» RECORDS TO USE:
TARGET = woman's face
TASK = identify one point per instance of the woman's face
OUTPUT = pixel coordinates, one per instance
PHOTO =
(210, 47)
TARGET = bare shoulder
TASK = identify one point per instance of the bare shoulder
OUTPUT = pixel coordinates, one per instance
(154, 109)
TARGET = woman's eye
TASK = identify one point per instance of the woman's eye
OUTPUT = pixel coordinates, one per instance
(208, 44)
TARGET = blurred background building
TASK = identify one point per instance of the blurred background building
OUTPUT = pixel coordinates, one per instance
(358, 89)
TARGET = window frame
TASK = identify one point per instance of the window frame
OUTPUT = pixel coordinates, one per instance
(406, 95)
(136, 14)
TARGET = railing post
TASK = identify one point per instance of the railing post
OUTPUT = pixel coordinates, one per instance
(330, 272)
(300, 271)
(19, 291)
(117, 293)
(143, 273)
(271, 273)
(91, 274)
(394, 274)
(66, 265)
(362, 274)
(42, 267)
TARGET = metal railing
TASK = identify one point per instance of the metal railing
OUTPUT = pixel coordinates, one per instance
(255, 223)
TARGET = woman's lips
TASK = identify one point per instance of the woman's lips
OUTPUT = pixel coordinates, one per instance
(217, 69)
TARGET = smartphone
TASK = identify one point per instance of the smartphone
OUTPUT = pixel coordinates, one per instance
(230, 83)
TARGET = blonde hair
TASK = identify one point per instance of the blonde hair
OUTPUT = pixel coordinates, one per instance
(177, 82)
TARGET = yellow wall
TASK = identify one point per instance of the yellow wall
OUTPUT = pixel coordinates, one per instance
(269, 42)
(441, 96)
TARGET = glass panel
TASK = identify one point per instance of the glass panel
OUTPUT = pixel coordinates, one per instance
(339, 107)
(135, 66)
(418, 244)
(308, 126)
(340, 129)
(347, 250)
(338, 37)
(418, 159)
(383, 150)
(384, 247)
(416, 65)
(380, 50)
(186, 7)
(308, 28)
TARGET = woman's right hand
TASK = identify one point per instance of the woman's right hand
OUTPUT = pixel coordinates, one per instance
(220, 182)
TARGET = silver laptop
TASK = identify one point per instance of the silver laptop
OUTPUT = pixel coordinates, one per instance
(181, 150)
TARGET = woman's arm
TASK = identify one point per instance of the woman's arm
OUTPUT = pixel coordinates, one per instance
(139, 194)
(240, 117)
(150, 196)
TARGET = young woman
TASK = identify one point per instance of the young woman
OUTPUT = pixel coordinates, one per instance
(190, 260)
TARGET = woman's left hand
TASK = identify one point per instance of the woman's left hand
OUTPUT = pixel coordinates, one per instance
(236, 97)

» WORK REQUIRED:
Find each line in the material above that carries the string "panel", and copy it.

» SOLUTION TO THE EXERCISE:
TARGET = glass panel
TASK = identify one point per instance of the glass panel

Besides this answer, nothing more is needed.